Exercise instructions
Look below for lines that hold the string "beige" and copy each one.

──────── Material for this exercise

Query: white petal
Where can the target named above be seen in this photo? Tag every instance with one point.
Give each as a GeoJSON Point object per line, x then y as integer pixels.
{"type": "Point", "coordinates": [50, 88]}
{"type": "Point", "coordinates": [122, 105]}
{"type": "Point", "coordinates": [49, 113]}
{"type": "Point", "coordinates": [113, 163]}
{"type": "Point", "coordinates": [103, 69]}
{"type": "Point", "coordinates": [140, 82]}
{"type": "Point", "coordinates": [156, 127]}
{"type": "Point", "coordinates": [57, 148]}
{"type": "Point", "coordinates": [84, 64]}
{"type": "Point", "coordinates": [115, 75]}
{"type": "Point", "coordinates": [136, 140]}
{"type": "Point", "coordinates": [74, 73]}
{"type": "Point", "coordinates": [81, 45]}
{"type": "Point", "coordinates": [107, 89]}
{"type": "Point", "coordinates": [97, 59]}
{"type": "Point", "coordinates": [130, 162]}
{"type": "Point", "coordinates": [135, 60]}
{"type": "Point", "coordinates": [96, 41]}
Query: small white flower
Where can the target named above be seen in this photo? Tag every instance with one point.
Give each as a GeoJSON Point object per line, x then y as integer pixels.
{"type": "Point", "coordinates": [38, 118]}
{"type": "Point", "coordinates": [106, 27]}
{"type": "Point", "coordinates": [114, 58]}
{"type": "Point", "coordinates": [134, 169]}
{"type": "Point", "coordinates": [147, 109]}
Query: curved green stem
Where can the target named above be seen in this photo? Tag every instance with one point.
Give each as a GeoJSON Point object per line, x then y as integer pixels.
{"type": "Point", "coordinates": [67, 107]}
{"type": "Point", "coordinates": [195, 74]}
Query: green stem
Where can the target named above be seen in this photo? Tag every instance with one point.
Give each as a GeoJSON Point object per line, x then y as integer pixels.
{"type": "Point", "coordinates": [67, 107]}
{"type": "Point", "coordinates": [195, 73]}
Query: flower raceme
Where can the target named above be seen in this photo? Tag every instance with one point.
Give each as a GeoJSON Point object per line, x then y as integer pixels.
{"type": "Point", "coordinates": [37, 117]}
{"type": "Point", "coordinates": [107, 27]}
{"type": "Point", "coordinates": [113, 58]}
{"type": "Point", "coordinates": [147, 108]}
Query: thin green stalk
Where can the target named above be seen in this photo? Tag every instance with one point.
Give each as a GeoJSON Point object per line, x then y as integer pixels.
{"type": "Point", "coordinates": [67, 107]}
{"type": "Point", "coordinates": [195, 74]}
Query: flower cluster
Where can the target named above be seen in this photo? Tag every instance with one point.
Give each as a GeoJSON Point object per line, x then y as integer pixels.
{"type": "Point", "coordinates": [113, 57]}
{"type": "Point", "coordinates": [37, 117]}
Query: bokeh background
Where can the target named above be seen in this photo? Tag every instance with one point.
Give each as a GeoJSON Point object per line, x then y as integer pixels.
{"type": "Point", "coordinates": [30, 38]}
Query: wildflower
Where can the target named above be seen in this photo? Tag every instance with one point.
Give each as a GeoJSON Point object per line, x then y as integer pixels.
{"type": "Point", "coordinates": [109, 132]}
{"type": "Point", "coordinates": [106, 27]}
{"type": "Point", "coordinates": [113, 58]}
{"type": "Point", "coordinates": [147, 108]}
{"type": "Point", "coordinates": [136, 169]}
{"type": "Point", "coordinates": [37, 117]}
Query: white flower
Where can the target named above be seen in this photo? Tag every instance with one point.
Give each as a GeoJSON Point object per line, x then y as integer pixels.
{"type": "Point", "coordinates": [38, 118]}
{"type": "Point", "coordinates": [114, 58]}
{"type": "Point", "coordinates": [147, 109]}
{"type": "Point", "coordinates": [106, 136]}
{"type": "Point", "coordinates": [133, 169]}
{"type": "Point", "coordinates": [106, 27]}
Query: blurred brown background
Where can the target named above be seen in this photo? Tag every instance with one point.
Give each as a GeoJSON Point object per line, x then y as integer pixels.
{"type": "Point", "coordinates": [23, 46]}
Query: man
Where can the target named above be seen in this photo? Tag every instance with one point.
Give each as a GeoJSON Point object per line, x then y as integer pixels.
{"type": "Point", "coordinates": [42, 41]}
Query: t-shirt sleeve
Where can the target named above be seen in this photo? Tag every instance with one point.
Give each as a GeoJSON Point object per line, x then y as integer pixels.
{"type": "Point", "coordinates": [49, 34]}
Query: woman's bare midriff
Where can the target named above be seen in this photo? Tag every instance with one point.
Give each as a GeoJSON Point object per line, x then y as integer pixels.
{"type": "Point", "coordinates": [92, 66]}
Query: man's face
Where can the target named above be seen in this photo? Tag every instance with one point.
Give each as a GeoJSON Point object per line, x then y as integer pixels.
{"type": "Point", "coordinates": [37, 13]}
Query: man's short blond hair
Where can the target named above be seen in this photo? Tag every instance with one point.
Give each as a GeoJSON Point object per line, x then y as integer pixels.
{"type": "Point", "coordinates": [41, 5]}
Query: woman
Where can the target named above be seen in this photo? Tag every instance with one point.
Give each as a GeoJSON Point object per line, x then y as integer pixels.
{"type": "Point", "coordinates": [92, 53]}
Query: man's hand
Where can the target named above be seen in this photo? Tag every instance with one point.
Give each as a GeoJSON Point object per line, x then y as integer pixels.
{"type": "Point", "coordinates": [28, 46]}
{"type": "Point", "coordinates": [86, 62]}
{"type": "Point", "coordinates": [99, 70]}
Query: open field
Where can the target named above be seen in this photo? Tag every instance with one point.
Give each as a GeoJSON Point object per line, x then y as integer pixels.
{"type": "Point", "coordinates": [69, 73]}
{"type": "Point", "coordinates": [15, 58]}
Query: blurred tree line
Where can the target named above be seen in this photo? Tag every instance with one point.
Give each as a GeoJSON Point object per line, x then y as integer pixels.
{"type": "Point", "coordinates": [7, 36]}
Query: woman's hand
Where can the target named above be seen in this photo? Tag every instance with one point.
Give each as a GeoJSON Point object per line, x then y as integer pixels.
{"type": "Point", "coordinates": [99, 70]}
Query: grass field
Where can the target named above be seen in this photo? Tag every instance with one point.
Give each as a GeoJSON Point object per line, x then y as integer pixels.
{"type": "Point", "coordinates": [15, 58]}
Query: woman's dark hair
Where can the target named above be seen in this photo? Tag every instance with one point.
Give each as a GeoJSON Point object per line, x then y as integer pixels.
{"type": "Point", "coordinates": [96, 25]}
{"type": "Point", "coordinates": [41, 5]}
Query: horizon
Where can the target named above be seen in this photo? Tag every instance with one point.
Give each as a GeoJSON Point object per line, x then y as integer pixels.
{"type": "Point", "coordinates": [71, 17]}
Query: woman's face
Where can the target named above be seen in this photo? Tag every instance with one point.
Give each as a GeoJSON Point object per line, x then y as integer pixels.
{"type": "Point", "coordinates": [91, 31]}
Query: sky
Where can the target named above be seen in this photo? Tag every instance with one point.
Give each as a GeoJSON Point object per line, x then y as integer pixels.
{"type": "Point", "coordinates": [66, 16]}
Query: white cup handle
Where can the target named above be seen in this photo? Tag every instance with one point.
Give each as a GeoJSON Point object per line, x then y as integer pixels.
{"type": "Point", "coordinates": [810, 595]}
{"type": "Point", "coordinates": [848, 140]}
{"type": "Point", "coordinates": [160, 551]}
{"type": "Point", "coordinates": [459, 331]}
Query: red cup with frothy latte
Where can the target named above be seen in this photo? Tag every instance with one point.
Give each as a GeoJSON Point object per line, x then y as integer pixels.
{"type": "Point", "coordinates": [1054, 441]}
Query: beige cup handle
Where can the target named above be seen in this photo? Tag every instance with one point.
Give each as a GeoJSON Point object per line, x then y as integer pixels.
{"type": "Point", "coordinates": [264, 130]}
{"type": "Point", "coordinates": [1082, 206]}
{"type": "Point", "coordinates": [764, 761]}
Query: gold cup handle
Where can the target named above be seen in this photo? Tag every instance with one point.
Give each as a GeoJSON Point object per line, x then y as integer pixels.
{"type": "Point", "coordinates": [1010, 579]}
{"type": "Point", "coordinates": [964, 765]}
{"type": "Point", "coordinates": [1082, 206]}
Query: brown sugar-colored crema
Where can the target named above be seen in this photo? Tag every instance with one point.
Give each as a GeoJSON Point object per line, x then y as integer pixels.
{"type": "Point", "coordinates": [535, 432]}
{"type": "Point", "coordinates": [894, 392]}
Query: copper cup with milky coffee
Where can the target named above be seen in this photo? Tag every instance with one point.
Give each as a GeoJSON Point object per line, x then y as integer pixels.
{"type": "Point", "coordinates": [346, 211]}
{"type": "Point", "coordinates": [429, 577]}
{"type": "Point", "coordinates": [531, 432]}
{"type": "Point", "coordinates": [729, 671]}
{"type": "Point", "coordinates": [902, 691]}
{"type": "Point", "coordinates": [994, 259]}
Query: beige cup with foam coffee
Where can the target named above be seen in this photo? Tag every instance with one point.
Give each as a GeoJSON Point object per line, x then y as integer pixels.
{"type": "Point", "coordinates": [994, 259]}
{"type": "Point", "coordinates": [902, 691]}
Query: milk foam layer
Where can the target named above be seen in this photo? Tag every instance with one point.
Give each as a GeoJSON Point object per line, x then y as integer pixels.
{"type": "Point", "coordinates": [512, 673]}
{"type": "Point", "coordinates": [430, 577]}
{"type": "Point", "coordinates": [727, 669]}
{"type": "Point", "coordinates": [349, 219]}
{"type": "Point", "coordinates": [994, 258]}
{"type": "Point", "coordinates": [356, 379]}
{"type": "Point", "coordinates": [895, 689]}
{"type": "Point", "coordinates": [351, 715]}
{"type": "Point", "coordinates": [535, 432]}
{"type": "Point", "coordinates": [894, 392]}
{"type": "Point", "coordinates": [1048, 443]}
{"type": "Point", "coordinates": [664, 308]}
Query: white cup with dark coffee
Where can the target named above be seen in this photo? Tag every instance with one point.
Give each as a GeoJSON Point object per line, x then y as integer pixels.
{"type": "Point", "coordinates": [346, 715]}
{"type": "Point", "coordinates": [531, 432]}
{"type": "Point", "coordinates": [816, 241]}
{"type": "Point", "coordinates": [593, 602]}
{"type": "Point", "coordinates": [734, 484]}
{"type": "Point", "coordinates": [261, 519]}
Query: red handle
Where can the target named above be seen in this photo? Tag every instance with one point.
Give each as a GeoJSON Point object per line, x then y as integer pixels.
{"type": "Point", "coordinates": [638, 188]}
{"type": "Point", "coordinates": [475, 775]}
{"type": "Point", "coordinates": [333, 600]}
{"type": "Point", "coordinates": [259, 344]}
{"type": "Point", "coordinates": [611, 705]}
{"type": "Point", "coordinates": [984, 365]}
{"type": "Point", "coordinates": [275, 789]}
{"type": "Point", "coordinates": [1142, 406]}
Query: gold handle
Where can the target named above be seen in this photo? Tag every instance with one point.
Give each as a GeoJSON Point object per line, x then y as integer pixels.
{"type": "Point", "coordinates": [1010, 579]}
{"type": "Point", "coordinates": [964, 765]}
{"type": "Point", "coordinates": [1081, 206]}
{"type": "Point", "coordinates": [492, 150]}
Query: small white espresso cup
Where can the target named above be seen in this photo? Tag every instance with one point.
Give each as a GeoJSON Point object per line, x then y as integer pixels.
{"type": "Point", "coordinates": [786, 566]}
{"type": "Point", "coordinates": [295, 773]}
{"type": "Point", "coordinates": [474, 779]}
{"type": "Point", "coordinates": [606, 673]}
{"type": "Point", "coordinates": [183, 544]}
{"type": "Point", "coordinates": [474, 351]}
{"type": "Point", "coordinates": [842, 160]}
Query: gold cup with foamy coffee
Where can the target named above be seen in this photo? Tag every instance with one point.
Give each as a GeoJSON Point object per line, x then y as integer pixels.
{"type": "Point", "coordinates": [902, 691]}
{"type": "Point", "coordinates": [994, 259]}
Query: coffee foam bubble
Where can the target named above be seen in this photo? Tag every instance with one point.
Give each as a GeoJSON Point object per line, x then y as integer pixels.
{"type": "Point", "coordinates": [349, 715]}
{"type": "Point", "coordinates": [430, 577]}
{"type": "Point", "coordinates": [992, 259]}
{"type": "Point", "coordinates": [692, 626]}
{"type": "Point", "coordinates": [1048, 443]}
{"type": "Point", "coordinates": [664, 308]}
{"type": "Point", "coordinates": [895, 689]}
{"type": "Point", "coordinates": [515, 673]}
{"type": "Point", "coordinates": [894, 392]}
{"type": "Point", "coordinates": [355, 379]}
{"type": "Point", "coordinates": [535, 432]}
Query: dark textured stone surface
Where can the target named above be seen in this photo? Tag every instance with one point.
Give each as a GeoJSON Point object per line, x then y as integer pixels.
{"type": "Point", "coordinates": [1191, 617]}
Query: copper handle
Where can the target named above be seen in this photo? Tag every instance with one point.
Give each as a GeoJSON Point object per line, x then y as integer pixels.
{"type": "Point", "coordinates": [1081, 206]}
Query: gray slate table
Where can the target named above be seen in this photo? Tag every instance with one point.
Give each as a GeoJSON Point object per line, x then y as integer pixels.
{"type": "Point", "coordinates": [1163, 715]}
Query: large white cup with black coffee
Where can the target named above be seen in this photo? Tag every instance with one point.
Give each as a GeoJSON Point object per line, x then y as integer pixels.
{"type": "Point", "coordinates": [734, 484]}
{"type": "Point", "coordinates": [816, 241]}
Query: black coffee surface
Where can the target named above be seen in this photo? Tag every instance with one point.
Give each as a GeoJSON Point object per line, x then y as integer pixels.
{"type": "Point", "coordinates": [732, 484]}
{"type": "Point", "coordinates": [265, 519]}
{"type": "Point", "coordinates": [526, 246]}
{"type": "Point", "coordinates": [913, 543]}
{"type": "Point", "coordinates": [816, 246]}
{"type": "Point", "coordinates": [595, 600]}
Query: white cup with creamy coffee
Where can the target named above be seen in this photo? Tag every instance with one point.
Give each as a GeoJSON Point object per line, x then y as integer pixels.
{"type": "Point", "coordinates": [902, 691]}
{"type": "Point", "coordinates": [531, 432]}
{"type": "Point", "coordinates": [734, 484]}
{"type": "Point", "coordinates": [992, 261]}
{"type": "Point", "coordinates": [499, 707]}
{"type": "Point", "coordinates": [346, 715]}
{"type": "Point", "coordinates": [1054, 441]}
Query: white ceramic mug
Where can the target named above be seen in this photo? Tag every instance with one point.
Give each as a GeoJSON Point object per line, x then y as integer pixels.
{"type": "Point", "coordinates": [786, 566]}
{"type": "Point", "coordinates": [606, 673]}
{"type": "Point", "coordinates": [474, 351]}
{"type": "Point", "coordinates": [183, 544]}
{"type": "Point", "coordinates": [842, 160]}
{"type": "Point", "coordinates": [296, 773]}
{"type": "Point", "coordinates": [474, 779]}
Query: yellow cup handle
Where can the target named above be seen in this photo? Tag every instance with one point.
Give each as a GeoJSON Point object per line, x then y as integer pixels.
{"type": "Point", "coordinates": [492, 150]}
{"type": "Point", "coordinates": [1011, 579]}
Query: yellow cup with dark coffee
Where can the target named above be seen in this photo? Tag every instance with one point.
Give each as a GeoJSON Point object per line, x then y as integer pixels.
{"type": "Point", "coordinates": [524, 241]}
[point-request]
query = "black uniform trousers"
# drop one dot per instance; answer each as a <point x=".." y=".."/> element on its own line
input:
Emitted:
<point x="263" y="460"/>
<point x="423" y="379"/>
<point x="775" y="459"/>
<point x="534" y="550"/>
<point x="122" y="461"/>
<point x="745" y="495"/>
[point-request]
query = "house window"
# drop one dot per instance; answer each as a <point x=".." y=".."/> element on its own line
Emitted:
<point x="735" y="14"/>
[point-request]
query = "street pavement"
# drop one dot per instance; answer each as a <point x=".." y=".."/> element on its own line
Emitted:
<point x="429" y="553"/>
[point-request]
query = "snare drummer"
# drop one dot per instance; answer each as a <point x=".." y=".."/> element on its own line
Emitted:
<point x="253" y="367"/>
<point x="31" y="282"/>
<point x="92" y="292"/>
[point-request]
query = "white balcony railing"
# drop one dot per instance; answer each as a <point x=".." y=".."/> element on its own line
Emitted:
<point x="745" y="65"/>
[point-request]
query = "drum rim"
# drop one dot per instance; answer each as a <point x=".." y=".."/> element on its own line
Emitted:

────────────────

Result for this task
Query: beige cup handle
Query: beige cup with foam coffee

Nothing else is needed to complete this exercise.